Records from a dataset

/---

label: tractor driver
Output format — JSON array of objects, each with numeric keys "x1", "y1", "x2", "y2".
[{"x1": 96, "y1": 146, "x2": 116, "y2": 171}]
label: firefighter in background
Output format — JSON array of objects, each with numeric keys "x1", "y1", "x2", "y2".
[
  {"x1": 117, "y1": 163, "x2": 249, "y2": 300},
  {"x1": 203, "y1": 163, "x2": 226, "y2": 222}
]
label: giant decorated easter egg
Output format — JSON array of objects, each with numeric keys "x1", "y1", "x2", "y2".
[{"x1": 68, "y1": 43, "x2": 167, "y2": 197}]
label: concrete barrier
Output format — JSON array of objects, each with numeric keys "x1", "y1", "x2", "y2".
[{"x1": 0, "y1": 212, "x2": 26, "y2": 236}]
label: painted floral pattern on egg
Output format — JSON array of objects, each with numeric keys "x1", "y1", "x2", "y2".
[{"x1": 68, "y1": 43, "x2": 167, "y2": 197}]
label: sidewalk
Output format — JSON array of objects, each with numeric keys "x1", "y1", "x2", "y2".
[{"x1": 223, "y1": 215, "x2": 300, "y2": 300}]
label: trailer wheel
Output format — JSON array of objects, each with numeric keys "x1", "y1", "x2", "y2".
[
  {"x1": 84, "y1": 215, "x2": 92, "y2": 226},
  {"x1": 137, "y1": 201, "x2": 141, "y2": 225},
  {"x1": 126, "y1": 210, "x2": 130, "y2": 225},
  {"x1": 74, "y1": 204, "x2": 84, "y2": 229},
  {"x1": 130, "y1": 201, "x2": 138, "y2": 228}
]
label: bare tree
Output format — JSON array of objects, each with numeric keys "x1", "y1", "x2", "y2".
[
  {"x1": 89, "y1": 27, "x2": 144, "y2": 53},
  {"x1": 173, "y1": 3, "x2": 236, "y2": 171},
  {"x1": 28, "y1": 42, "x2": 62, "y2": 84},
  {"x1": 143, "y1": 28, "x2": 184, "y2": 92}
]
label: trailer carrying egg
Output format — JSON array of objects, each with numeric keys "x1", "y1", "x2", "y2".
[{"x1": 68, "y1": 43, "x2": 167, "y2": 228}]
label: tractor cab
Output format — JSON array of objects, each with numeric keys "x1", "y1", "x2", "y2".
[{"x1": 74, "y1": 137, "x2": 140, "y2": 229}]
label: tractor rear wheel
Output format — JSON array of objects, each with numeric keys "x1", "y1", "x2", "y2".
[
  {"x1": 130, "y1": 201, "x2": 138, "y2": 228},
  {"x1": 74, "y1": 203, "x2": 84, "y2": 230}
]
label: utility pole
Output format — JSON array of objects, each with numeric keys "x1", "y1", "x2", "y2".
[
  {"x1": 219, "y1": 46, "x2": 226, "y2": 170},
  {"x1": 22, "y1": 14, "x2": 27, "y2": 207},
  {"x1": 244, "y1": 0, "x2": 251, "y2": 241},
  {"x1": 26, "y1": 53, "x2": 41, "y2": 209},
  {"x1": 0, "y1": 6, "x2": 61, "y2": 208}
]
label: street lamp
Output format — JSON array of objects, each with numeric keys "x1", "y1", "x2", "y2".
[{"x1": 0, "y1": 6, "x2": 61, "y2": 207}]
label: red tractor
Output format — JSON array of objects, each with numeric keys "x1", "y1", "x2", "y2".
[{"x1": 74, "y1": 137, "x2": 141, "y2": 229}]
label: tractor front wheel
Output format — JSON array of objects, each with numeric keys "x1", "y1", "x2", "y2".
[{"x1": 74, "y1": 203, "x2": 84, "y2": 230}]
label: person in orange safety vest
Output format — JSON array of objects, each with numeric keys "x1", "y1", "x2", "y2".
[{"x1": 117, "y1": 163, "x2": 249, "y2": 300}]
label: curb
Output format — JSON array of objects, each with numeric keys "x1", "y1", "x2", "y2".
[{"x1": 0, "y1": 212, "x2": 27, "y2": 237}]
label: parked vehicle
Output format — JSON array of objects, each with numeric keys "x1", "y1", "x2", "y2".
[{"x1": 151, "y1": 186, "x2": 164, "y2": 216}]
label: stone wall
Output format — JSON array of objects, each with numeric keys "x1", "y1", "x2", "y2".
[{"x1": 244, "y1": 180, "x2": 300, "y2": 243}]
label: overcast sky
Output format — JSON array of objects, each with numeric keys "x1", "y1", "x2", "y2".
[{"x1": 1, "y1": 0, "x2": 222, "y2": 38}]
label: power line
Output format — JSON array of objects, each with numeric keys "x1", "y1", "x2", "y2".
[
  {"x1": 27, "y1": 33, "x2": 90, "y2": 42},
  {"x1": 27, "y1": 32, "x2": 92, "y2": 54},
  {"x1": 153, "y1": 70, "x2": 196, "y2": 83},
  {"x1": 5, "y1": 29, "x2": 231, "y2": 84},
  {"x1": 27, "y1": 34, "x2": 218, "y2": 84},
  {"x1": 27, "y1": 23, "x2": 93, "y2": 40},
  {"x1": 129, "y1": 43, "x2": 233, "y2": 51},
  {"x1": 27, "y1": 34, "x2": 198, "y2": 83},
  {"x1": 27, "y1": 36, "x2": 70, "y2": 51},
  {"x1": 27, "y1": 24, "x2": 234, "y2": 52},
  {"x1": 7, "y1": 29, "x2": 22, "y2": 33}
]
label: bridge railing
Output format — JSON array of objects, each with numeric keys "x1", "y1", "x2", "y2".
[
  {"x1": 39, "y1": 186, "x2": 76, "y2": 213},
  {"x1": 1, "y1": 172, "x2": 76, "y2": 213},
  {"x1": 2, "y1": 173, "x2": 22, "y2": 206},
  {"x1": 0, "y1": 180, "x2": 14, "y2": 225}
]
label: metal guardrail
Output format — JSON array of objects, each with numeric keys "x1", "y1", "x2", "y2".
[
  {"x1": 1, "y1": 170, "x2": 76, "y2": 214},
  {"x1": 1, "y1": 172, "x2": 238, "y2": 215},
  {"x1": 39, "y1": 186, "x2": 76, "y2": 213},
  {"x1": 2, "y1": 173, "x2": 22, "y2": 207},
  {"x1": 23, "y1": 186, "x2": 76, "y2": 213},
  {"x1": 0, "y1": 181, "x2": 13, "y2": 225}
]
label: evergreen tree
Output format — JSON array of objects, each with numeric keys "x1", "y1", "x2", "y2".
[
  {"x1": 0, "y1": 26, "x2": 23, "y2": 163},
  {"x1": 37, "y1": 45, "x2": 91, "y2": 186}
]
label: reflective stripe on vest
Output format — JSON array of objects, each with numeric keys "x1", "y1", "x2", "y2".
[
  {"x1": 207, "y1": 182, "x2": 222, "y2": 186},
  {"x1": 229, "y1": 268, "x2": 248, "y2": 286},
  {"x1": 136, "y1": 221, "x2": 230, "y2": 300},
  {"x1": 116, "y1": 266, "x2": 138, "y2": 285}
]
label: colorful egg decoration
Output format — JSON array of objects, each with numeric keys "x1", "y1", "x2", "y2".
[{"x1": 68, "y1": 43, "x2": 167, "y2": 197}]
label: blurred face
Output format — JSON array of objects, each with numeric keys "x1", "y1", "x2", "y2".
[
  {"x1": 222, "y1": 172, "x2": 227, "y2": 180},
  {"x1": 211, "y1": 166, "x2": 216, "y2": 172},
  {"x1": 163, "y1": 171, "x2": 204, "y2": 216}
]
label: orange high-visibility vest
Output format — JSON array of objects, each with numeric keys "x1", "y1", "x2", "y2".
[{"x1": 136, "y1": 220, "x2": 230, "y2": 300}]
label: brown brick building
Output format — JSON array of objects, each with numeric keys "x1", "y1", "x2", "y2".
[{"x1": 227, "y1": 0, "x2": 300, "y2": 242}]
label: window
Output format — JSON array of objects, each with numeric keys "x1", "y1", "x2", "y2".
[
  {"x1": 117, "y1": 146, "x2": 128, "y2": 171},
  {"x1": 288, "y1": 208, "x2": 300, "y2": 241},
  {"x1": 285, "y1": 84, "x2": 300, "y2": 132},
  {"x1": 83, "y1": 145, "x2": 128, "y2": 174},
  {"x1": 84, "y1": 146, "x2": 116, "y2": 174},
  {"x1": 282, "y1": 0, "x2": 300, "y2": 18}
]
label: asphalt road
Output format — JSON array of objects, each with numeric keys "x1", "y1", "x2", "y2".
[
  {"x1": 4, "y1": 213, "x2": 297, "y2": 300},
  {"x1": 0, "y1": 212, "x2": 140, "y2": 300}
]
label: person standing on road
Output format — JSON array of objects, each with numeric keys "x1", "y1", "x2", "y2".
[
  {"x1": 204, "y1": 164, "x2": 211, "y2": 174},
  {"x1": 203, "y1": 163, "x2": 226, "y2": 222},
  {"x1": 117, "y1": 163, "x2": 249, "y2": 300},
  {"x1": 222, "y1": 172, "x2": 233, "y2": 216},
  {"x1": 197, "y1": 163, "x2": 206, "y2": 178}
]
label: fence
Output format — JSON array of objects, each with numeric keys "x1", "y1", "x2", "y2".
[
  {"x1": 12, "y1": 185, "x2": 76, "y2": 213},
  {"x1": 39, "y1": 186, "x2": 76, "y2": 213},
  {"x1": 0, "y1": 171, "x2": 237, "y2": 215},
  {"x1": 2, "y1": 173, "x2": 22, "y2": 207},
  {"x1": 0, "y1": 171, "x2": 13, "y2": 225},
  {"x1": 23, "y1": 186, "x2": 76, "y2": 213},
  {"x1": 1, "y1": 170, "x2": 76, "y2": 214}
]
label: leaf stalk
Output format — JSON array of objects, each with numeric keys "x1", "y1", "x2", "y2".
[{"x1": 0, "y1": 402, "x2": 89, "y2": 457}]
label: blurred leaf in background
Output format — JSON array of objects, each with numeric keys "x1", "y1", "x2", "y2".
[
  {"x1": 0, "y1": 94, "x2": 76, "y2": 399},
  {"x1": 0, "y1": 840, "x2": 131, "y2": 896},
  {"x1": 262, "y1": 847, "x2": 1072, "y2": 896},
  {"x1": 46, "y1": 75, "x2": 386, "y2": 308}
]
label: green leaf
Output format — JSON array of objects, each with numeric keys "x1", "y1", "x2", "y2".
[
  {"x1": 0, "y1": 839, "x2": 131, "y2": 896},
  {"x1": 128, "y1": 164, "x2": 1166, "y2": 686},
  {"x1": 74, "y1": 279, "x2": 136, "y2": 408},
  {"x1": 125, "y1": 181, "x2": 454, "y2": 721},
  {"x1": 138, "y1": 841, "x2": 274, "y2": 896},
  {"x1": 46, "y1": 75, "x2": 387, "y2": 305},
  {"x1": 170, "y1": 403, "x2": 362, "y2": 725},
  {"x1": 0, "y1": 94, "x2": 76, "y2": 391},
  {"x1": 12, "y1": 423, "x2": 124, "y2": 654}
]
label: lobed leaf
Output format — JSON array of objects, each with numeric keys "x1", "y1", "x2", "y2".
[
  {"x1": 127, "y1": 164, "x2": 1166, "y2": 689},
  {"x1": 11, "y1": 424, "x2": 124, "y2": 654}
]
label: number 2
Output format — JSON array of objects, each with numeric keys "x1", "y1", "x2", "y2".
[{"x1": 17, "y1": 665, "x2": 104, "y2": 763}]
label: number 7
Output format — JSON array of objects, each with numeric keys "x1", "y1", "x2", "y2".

\---

# EXERCISE BRIEF:
Where a line of the records includes "wheel", copy it.

# ANSWER TO THE PROBLEM:
label: trailer wheel
label: tractor rear wheel
label: tractor front wheel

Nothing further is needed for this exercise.